*** DATA EXCERPTS

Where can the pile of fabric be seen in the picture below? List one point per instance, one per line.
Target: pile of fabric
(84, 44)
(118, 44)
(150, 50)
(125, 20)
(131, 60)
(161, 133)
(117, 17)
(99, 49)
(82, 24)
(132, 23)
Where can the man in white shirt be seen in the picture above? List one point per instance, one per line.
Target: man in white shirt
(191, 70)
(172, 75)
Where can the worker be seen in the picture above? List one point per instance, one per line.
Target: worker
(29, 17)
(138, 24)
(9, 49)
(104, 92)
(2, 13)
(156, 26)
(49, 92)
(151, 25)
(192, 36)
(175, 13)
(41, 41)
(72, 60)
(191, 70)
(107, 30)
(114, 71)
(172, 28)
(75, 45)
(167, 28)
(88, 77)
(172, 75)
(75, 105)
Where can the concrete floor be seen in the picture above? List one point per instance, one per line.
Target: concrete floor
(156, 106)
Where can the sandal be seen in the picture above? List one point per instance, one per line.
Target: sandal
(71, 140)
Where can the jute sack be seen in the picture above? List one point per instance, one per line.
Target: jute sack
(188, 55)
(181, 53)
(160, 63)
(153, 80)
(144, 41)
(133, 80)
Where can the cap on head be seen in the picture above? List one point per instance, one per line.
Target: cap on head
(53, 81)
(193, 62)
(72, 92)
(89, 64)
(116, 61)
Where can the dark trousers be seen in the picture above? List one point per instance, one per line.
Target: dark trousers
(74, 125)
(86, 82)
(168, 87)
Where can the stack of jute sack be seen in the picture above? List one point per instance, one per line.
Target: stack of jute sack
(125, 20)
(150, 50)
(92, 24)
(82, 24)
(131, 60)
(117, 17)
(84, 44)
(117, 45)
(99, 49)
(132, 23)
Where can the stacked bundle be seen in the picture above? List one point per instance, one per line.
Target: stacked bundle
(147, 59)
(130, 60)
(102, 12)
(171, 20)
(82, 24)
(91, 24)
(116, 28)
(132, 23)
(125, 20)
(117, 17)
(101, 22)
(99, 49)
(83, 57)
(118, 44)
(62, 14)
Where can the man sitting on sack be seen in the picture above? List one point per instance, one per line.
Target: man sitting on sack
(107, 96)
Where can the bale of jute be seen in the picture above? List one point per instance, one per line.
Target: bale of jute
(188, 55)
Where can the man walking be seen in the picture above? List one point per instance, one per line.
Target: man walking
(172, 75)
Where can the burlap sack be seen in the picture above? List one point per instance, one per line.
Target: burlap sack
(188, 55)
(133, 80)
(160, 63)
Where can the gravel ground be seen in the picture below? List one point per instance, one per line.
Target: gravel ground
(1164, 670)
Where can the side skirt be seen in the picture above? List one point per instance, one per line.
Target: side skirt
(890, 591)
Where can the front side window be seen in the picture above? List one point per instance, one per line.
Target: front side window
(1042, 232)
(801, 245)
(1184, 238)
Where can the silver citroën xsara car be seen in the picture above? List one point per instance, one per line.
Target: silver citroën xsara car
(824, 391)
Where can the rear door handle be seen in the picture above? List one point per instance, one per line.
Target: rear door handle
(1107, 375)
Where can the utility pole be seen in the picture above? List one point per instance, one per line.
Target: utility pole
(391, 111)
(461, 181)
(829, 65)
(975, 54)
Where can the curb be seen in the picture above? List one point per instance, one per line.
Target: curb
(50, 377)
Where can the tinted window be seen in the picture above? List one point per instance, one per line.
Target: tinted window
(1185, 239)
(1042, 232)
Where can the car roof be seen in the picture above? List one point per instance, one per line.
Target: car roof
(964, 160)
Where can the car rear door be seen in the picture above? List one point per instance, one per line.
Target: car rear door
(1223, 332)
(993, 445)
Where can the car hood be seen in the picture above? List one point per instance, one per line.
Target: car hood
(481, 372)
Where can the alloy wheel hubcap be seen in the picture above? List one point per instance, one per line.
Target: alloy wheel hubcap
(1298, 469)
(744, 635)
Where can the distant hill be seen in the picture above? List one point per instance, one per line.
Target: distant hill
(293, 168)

******

REQUIREMENTS: Your task is to retype all of the records exactly.

EXPECTED ANSWER:
Where can the pile of fabric be seen in the picture below? List one point per instance, one per line.
Target: pile of fabric
(84, 44)
(118, 44)
(150, 50)
(125, 20)
(131, 60)
(161, 133)
(117, 17)
(99, 49)
(82, 24)
(132, 23)
Where can the man in white shirt be seen in the picture above? List one point per instance, one per line.
Target: man in white shirt
(191, 70)
(172, 75)
Where can the worker be seen in the picture above? List one point per instance, one per line.
Target: worker
(29, 17)
(138, 24)
(9, 49)
(104, 92)
(2, 13)
(156, 26)
(49, 92)
(151, 25)
(192, 36)
(175, 13)
(41, 41)
(72, 60)
(191, 70)
(107, 30)
(114, 71)
(172, 28)
(75, 45)
(167, 28)
(88, 77)
(172, 75)
(75, 105)
Where can the concrete floor be seen in the picture above? List one point per instance, one per line.
Target: concrete floor
(156, 106)
Where can the sandal be seen in the picture above? List one point per instance, one per line.
Target: sandal
(71, 140)
Where can the jute sack be seen in the picture above? List one point per instance, one per line.
Target: jute sack
(188, 55)
(181, 53)
(160, 63)
(153, 80)
(144, 41)
(133, 80)
Where can the cap on head be seen in the picture above? List one point per instance, one per line.
Target: cap on head
(53, 81)
(193, 62)
(72, 92)
(89, 64)
(116, 61)
Where can the dark trousers be seen in the picture above? List one point per instance, one per line.
Target: dark trousers
(74, 125)
(86, 82)
(168, 87)
Where can the stack of jute sack be seen in the picture above? List one point per instance, one per line.
Target: stack of jute sack
(125, 20)
(150, 50)
(92, 24)
(82, 24)
(131, 60)
(117, 17)
(84, 44)
(117, 45)
(99, 49)
(132, 23)
Where can the stacked bundle be seen in the picture above? List one point per instance, one per line.
Target: stacked bundle
(147, 59)
(130, 60)
(102, 12)
(171, 20)
(82, 24)
(91, 24)
(116, 28)
(132, 23)
(125, 20)
(117, 17)
(101, 22)
(99, 49)
(83, 57)
(118, 44)
(62, 14)
Where can the man sitting on sack be seen in the picture above? List one point per instance, one per line.
Target: man sitting on sack
(107, 96)
Where can the bale of jute be seen in the picture above? List one point per instance, one per line.
Target: bale of jute
(188, 55)
Where can the man walking be seen in the picture above? List one point per instance, one per line.
Target: man walking
(172, 75)
Where can the burlap sack be seen in the picture above? List one point per instance, one per line.
Target: burlap sack
(188, 55)
(133, 80)
(160, 63)
Where can the gravel ground be seen in the picture below? List one point per instance, one per line.
Target: gravel ground
(1164, 670)
Where can the side skirt be seen in the picture above? List one point per instance, one per line.
Target: side skirt
(890, 591)
Where can the front side window be seen in the picture above? List one point per instance, one per line.
Target: front side window
(1042, 232)
(801, 245)
(1184, 238)
Where can the silver citroën xsara car be seen in the picture above? List one point per instance, one per line.
Target: silver citroën xsara car
(824, 391)
Where can the rear door handle be seen in the picture above? List one point per instance, one per line.
Target: rear door handle
(1107, 375)
Where can the utility pole be seen in the picture above? List one point per instance, one per line.
Target: utility pole
(391, 111)
(461, 181)
(829, 65)
(975, 54)
Where can the curb be seen in the picture above? List one point per instance, one per line.
Target: curb
(50, 377)
Where can the tinted window be seen in the picture above? List one point per instance, one per line.
Target: tinted window
(1185, 239)
(1042, 232)
Where can the car roof be seen in the picture above? List one point per instance, one per line.
Target: car roof
(964, 160)
Where can the car rear door be seen in the picture above? List one point per instance, one per line.
Target: car rear door
(1223, 332)
(993, 445)
Where can the car hood be seen in the picture above? List one point per instance, one per line.
Target: car hood
(481, 372)
Where can the alloy wheel hubcap be seen in the picture above? List one point per instance, one per line.
Target: alloy wheel hubcap
(1298, 469)
(744, 635)
Where can the distant hill be seen in the picture above? List one point per instance, one per line.
Target: distant hill
(293, 168)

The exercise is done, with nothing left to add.